--- begin Input for this task ---

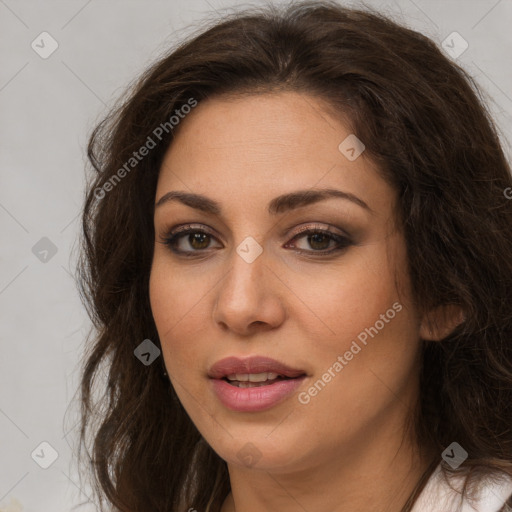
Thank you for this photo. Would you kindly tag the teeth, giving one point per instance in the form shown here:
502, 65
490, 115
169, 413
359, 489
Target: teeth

--- end Input for this task ---

## The exercise
Could you arrange the lines of these entries as a Markdown table with the columns Row and Line, numbering the rows and skipping blank lines and pictures?

## Solution
| Row | Line |
|---|---|
| 1 | Thank you for this photo. Would you kindly tag the teeth, giving one point per instance in the form shown here: |
| 2 | 502, 65 |
| 3 | 490, 115 |
| 4 | 169, 413 |
| 5 | 359, 489 |
| 6 | Target: teeth |